BEGIN Provided data

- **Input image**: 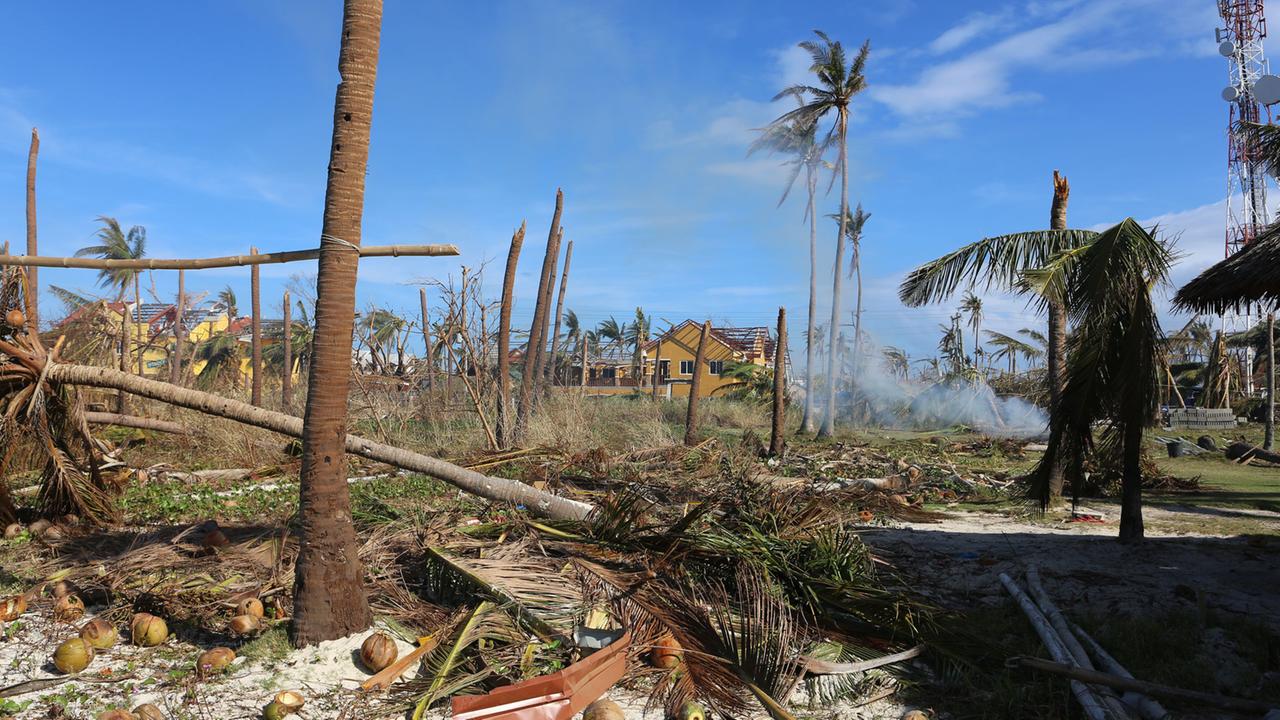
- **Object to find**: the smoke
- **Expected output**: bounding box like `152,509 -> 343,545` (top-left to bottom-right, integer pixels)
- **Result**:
842,341 -> 1048,437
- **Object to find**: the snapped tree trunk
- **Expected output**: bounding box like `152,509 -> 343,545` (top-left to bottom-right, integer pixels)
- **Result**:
23,128 -> 40,325
547,240 -> 573,386
248,247 -> 262,407
769,307 -> 787,457
49,363 -> 593,517
534,228 -> 564,386
1046,170 -> 1071,498
685,320 -> 712,446
280,291 -> 293,413
818,108 -> 849,437
498,222 -> 525,448
516,188 -> 564,442
1120,420 -> 1143,542
289,0 -> 383,647
800,165 -> 818,433
1262,313 -> 1276,450
169,270 -> 187,386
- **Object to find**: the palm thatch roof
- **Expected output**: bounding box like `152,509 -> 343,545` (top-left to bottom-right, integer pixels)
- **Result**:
1174,224 -> 1280,314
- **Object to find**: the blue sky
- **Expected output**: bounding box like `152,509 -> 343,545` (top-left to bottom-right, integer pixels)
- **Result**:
0,0 -> 1259,356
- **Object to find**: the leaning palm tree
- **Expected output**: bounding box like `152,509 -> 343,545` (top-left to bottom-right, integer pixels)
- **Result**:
774,31 -> 870,437
899,170 -> 1098,496
748,106 -> 828,433
960,291 -> 982,365
1025,218 -> 1174,542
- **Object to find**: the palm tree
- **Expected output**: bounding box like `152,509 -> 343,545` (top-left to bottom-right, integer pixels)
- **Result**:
1027,218 -> 1172,542
899,178 -> 1098,496
774,31 -> 870,437
748,96 -> 827,433
960,291 -> 982,365
289,0 -> 383,647
76,215 -> 147,413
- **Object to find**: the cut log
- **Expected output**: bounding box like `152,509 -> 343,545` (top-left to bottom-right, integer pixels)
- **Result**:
43,361 -> 594,520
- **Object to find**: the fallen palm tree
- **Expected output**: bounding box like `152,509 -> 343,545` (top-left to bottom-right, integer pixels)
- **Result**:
0,336 -> 591,520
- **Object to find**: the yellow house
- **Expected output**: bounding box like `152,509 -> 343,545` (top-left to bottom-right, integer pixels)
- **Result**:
640,320 -> 774,397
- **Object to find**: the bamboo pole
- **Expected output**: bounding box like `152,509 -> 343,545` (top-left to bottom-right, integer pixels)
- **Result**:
37,361 -> 594,520
497,220 -> 525,448
5,243 -> 458,270
280,291 -> 293,413
248,247 -> 262,407
547,240 -> 573,386
23,128 -> 40,325
769,307 -> 787,457
685,320 -> 712,446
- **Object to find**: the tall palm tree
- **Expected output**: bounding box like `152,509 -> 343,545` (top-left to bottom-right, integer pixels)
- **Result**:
748,106 -> 828,433
960,291 -> 982,365
289,0 -> 383,647
1027,218 -> 1172,542
899,180 -> 1098,497
774,31 -> 870,437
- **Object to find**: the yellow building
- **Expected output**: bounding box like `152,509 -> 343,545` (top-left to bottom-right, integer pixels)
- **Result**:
640,320 -> 774,397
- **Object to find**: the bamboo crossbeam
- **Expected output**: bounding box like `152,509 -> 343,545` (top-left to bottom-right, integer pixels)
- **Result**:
0,243 -> 458,270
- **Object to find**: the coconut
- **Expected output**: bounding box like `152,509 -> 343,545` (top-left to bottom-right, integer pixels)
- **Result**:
81,618 -> 119,650
54,638 -> 93,675
129,612 -> 169,647
649,635 -> 685,670
262,691 -> 303,720
582,700 -> 627,720
133,702 -> 165,720
360,632 -> 399,673
236,597 -> 262,618
54,594 -> 84,621
0,594 -> 27,623
680,701 -> 707,720
196,647 -> 236,678
228,615 -> 262,635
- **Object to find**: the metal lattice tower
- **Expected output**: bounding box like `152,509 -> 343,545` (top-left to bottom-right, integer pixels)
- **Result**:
1217,0 -> 1271,256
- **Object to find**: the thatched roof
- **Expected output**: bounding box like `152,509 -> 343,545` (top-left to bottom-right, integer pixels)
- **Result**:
1174,224 -> 1280,314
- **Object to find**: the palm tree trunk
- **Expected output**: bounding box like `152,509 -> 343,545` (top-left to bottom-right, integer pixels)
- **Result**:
1262,313 -> 1276,450
280,291 -> 293,413
800,167 -> 818,433
289,0 -> 383,647
169,270 -> 187,384
1120,419 -> 1143,542
23,128 -> 40,325
417,287 -> 435,397
685,320 -> 712,447
248,247 -> 262,407
547,240 -> 573,386
818,114 -> 849,437
515,188 -> 564,442
1046,170 -> 1071,498
769,307 -> 787,457
41,363 -> 593,517
497,222 -> 525,448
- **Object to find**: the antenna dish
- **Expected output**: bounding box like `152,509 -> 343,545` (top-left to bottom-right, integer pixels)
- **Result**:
1253,76 -> 1280,105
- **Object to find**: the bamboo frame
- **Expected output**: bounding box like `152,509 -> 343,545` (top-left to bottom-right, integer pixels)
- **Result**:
0,243 -> 458,270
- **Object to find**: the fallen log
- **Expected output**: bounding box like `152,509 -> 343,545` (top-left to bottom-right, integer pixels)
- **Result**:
45,355 -> 594,520
84,411 -> 192,436
1009,656 -> 1275,712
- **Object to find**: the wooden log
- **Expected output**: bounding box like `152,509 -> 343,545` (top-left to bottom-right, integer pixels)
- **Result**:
4,243 -> 458,270
1010,657 -> 1277,714
1000,573 -> 1107,720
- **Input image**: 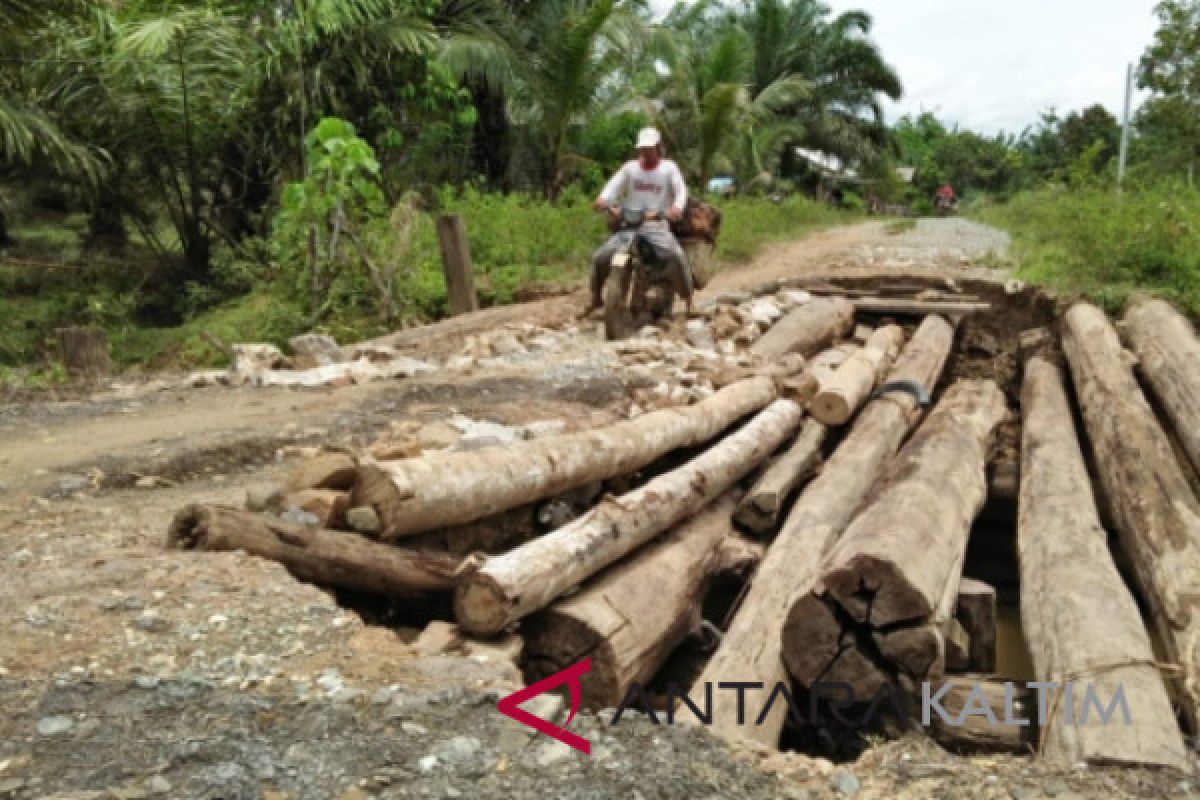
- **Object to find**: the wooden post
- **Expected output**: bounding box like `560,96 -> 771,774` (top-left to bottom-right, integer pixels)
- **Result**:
59,325 -> 113,384
437,213 -> 479,317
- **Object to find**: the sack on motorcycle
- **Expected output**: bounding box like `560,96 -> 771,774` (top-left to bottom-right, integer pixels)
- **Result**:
671,197 -> 721,247
679,239 -> 716,289
671,197 -> 721,289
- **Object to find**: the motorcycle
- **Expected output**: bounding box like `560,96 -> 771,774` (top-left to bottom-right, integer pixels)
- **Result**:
602,206 -> 676,341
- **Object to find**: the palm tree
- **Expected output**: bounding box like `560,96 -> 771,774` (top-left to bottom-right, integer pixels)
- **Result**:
740,0 -> 904,162
0,0 -> 104,245
643,2 -> 809,184
440,0 -> 648,198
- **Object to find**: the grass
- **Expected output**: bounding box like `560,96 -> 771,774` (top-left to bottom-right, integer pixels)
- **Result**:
978,182 -> 1200,317
0,188 -> 848,376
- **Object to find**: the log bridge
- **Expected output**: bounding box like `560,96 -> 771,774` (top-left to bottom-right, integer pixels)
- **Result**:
167,278 -> 1200,771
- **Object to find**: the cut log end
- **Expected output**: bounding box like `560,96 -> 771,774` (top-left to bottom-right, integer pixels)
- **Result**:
167,504 -> 212,551
521,608 -> 620,709
454,572 -> 516,636
823,553 -> 934,627
809,392 -> 852,426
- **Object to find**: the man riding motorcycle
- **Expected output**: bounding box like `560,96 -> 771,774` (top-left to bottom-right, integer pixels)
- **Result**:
583,128 -> 692,317
934,184 -> 959,215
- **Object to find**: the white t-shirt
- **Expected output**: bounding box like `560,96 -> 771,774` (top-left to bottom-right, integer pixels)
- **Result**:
600,158 -> 688,213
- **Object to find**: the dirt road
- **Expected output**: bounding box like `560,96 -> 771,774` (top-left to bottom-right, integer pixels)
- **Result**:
0,219 -> 1180,800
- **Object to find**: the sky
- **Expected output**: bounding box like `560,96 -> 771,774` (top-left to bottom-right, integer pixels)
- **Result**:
652,0 -> 1157,133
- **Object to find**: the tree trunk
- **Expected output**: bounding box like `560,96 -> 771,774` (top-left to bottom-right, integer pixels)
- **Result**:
437,213 -> 479,317
353,378 -> 776,541
954,578 -> 996,674
1062,303 -> 1200,732
809,325 -> 904,426
750,297 -> 854,359
167,505 -> 460,596
853,297 -> 991,317
455,399 -> 804,634
820,380 -> 1007,628
929,675 -> 1038,754
1018,359 -> 1188,770
1123,300 -> 1200,471
782,380 -> 1007,694
737,420 -> 827,535
692,317 -> 954,747
522,495 -> 734,709
59,325 -> 113,384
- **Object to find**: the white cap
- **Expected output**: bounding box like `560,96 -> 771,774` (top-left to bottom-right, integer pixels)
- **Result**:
637,128 -> 662,150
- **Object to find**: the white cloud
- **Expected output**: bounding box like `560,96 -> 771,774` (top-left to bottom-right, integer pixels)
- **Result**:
652,0 -> 1157,133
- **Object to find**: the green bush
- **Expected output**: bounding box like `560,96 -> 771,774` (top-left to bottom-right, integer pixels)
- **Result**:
979,182 -> 1200,313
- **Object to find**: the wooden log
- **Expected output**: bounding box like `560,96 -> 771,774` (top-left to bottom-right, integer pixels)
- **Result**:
820,380 -> 1008,633
954,578 -> 996,674
167,505 -> 460,596
737,420 -> 828,535
782,381 -> 1006,686
352,377 -> 776,541
692,317 -> 954,747
58,325 -> 113,384
283,452 -> 359,492
437,213 -> 479,317
851,297 -> 991,317
455,399 -> 804,634
929,675 -> 1038,753
521,495 -> 734,709
280,489 -> 350,528
988,458 -> 1021,500
809,325 -> 904,426
750,297 -> 854,359
873,546 -> 968,682
1122,299 -> 1200,471
1062,303 -> 1200,732
1018,359 -> 1189,770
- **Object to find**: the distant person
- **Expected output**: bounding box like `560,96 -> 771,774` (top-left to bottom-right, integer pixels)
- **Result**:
583,128 -> 692,317
934,184 -> 959,216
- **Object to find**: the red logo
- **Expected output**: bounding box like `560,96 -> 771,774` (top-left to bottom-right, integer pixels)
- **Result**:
496,658 -> 592,756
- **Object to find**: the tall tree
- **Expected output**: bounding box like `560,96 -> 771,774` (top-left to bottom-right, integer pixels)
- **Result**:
1138,0 -> 1200,176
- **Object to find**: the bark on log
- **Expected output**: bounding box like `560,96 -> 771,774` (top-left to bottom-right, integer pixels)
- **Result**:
455,399 -> 804,634
1018,359 -> 1188,769
809,325 -> 904,426
167,505 -> 460,596
353,377 -> 776,541
782,380 -> 1007,691
521,495 -> 734,709
283,452 -> 358,492
852,297 -> 991,317
1062,303 -> 1200,732
692,317 -> 954,747
750,297 -> 854,359
930,675 -> 1038,753
280,489 -> 350,528
1123,300 -> 1200,471
954,578 -> 996,674
737,420 -> 827,536
823,380 -> 1007,628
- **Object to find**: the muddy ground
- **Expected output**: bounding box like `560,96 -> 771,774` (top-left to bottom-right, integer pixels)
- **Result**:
0,219 -> 1200,800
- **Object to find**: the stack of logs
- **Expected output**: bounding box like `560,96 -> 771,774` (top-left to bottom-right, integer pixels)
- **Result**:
168,287 -> 1200,769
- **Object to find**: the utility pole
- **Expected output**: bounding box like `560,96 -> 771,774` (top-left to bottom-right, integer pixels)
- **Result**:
1117,64 -> 1133,192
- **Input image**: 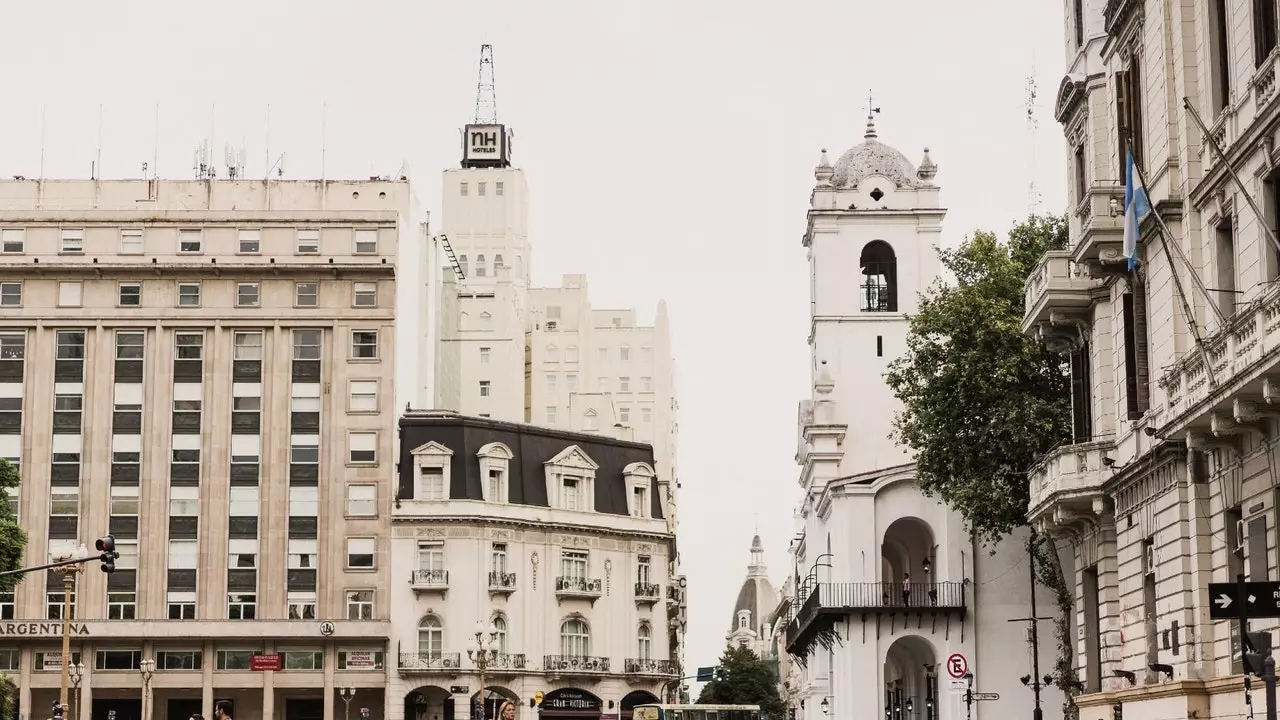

END Provided data

Reproduce the listing from the line with "- **Object to find**: the yellow building" to the line with "228,615 -> 262,635", replacing "coconut" with "coconut shell" and leaving all other text unchanged.

- **Object to find**: the yellow building
- **Expected output**: bounding box like `152,509 -> 343,545` (top-left to bottom-right, integer pixels)
- **Result**:
640,320 -> 774,397
- **Object to find**: the bamboo crossbeam
- **Expected output**: bounding box like `152,509 -> 343,545` (top-left to bottom-right, integer pixels)
- **Result**:
0,243 -> 458,270
- **Object to find**: the coconut shell
- **Expected output**: bounding box like `152,509 -> 343,545` (top-left to bottom-right, integer pixels)
- **Result**:
81,618 -> 119,650
54,638 -> 93,675
129,612 -> 169,647
649,635 -> 685,670
262,691 -> 303,720
582,700 -> 627,720
133,702 -> 165,720
360,632 -> 399,673
236,597 -> 262,618
54,594 -> 84,621
0,594 -> 27,623
680,701 -> 707,720
196,647 -> 236,678
228,615 -> 262,635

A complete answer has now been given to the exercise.